Sign Anthony With Cap Space, But Only If He Comes Cheap
This scenario would start with a Boozer amnesty. The Bulls would then need to perform some additional gyrations to get to about $15 million in cap space, likely in the form of trading Tony Snell, Mike Dunleavy, and one or both of their first-rounders this year for future assets. Getting Anthony for that price would clearly be worth it. However, he might not be particularly interested in signing for a contract starting at that amount given the fact he could get as much as about $22 million to start in other scenarios.
Unfortunately, if the Bulls cannot trade for Anthony getting to the point where they can offer Anthony his full $22 million starting salary via cap room is not worth it. They would have to trade away Taj Gibson to clear that kind of space, but would then have only the two-year, $2.7 Room Exception and the league minimum at their disposal to fill in the roster around Rose, Butler, Anthony and Noah. They would have no means by which to acquire Mirotic this year either, because even if he were willing to take the Room Exception and Real Madrid were willing to reduce his buyout, it would not work because he must sign at least a three-year contract if he is to exceed the Rookie Scale.
This option would be great if Anthony is willing to reduce is salary demands enough to allow the Bulls to keep Gibson, but that would entail him taking a massive paycut that seems unlikely.

• [PROBLEM REQUIREMENTS]
Edit the passage on the Bulls and Anthony between "Unfortunately, if the" and "that seems unlikely.", inclusive, so that every "Room Exception" becomes "Room Mid-Level Exception".

• [ENTRIES SUPPLIED]
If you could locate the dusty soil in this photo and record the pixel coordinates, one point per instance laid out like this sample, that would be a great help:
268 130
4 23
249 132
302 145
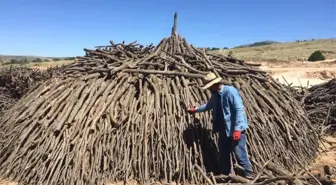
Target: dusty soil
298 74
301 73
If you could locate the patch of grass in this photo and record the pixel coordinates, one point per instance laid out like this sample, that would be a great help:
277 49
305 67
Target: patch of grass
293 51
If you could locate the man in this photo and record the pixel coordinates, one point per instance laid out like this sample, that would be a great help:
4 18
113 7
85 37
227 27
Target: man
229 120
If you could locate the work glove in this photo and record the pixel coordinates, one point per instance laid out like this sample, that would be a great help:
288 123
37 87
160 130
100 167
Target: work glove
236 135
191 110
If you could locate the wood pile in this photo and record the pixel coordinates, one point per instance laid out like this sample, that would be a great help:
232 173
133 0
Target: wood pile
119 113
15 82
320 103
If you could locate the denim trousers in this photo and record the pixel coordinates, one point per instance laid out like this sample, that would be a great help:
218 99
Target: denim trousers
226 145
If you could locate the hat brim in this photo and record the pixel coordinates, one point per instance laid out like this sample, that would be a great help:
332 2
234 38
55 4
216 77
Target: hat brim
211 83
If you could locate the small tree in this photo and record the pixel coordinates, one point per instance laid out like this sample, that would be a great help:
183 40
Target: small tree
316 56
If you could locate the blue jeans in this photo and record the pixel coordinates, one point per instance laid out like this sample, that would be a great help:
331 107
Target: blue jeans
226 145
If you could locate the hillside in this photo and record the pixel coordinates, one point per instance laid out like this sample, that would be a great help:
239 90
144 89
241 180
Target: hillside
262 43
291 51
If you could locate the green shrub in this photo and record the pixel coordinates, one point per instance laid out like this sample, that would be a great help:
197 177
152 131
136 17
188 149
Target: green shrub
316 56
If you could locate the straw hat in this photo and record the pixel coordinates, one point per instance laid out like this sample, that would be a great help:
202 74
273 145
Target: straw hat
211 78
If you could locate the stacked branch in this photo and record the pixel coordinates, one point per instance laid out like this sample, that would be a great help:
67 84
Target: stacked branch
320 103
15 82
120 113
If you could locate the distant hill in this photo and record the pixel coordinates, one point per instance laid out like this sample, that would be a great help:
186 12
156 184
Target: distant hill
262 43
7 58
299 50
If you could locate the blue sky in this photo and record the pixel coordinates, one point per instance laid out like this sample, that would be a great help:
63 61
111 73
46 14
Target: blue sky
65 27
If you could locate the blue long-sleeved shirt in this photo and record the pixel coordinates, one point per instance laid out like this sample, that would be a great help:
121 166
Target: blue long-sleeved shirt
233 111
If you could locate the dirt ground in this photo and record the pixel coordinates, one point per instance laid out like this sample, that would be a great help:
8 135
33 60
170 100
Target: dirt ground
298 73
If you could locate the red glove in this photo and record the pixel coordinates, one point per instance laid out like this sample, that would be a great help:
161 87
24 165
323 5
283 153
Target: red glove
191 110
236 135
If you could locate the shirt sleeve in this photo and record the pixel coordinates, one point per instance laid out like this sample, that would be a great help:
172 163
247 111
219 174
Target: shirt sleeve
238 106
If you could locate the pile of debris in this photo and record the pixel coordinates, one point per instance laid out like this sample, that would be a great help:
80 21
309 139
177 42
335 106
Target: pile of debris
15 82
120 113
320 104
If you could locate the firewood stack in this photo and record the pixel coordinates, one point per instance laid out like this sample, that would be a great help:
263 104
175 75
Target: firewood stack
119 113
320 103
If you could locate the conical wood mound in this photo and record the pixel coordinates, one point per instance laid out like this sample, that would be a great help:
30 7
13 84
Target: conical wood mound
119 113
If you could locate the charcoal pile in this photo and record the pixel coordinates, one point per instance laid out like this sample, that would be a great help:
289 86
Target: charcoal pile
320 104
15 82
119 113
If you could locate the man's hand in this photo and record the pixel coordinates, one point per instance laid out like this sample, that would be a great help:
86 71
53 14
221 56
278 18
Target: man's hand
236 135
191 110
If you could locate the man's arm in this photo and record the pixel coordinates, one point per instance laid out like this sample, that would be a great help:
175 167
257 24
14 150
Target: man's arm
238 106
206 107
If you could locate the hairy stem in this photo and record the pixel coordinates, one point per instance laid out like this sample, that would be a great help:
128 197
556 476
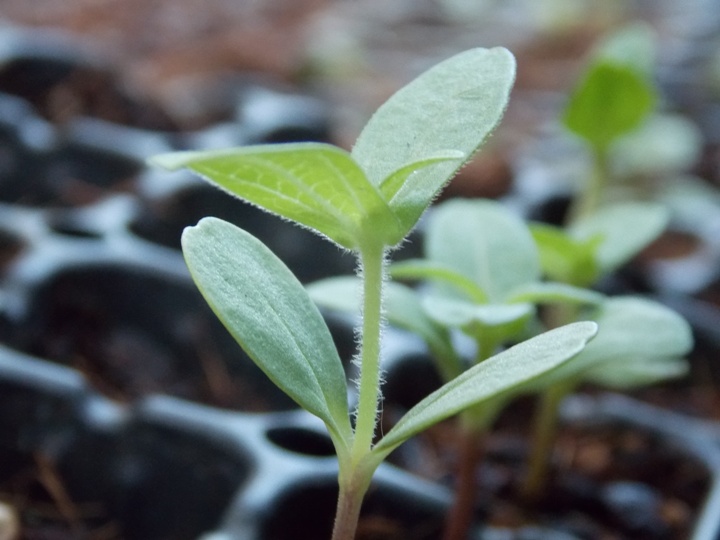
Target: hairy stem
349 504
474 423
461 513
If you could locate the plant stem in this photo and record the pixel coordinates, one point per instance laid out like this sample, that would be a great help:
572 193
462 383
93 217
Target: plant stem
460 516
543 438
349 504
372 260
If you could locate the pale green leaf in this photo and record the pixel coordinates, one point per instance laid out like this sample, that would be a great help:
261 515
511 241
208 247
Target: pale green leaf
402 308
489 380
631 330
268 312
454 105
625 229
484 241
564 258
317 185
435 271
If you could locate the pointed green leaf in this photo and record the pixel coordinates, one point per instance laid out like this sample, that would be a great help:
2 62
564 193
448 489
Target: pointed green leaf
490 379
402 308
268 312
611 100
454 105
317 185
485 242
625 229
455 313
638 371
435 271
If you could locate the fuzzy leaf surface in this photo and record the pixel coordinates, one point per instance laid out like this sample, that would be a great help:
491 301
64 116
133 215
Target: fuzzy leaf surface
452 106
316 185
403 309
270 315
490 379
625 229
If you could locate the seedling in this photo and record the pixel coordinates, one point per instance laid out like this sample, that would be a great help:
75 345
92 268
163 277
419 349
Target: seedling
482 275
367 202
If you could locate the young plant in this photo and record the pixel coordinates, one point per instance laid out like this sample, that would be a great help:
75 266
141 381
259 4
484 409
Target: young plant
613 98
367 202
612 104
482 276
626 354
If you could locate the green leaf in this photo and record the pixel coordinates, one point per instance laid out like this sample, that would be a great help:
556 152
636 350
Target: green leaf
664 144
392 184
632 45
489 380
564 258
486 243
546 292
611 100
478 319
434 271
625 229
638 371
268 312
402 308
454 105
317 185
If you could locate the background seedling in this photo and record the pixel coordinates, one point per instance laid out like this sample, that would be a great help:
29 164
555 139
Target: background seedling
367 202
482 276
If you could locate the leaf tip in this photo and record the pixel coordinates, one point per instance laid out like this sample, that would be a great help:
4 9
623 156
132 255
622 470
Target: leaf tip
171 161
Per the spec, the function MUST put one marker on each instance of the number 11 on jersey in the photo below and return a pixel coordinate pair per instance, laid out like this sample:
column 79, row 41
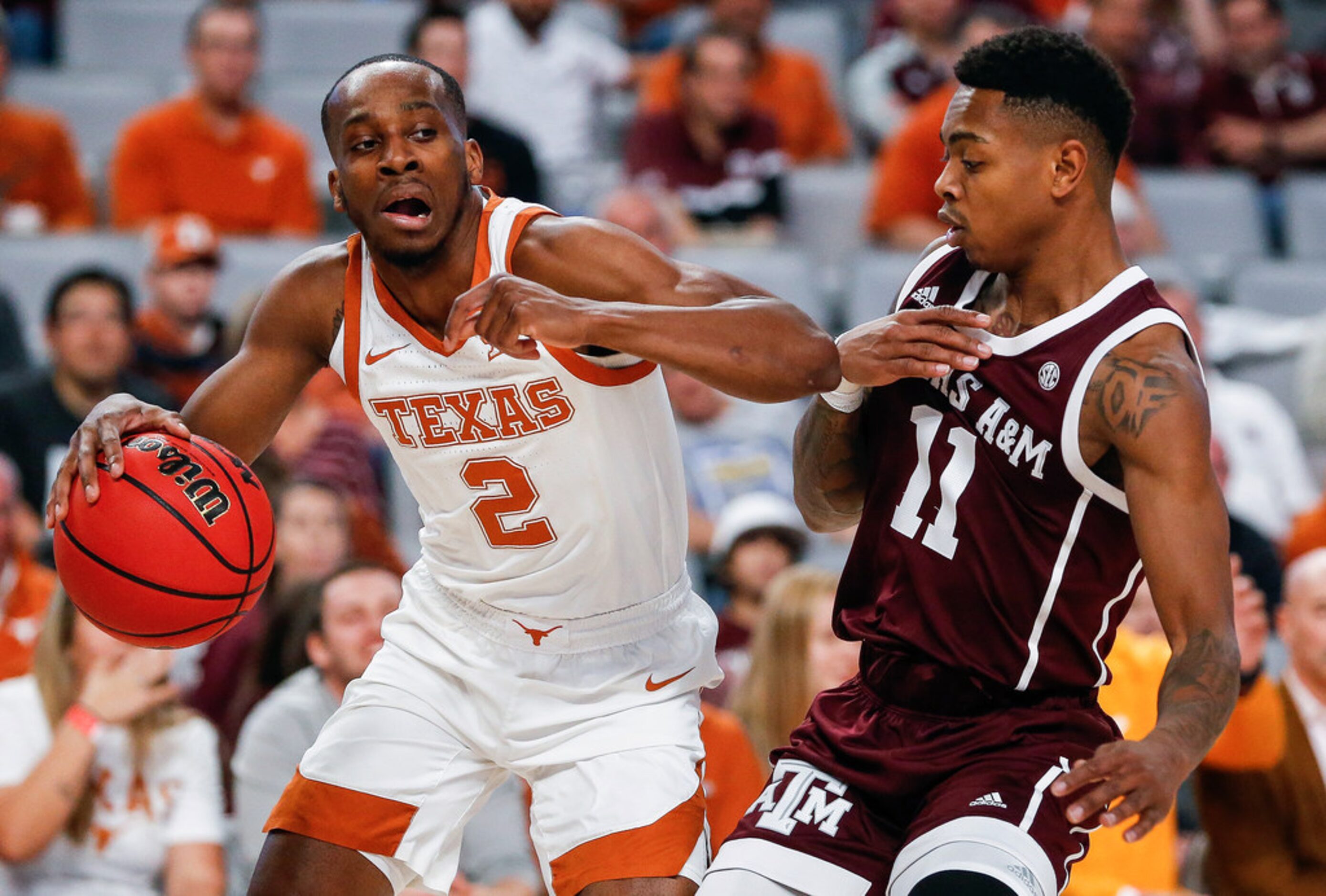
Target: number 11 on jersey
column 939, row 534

* * *

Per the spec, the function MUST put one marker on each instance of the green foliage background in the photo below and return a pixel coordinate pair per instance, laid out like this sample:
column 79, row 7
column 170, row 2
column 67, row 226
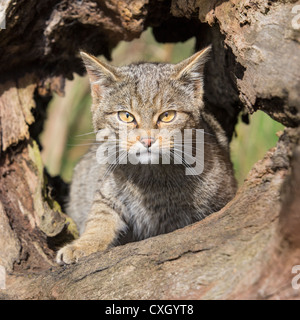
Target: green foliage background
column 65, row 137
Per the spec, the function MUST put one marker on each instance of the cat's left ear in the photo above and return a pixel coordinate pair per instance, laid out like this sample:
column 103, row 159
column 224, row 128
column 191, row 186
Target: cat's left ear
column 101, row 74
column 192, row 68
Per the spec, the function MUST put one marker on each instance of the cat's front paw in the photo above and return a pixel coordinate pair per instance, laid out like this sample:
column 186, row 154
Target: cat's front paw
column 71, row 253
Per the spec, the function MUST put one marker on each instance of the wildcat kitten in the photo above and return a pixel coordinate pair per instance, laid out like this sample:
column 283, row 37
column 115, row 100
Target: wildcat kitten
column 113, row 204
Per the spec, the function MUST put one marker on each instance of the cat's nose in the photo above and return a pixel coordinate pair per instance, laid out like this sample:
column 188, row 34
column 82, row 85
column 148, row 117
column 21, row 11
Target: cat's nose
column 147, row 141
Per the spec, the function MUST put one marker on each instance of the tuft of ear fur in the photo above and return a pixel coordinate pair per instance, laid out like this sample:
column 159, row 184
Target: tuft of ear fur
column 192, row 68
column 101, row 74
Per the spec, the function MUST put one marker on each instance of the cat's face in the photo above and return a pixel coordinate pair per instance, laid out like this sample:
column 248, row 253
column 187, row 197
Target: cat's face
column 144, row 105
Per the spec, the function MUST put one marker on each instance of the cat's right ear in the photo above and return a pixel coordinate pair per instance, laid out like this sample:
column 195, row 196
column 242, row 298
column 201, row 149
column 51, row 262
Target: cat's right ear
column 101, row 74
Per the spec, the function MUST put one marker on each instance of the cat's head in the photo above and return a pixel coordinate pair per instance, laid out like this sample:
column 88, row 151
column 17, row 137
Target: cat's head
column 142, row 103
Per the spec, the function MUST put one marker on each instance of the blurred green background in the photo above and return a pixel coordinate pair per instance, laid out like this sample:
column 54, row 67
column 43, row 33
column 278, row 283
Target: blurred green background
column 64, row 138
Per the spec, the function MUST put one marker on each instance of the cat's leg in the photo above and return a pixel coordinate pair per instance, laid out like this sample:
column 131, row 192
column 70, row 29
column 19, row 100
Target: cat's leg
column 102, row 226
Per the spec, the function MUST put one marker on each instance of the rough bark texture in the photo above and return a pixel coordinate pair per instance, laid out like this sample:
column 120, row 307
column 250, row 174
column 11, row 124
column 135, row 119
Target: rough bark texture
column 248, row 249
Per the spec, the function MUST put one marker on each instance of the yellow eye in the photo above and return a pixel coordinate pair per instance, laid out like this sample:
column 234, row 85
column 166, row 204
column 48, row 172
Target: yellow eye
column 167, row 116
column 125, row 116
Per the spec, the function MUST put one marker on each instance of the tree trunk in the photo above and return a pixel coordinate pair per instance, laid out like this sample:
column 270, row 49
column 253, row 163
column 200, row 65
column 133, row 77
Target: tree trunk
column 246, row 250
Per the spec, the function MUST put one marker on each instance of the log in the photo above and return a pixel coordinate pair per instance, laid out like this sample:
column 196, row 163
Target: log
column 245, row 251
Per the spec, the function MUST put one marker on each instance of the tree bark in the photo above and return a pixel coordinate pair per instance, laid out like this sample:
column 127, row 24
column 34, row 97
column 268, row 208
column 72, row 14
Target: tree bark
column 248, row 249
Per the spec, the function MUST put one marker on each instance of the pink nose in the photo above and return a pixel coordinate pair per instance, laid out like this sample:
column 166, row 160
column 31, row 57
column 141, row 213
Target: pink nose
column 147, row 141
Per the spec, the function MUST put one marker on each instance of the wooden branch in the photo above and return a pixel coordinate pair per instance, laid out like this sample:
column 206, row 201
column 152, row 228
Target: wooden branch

• [SOLVED EXERCISE]
Unfortunately, if the Bulls cannot trade for Anthony getting to the point where they can offer Anthony his full $22 million starting salary via cap room is not worth it. They would have to trade away Taj Gibson to clear that kind of space, but would then have only the two-year, $2.7 Room Mid-Level Exception and the league minimum at their disposal to fill in the roster around Rose, Butler, Anthony and Noah. They would have no means by which to acquire Mirotic this year either, because even if he were willing to take the Room Mid-Level Exception and Real Madrid were willing to reduce his buyout, it would not work because he must sign at least a three-year contract if he is to exceed the Rookie Scale.
This option would be great if Anthony is willing to reduce is salary demands enough to allow the Bulls to keep Gibson, but that would entail him taking a massive paycut that seems unlikely.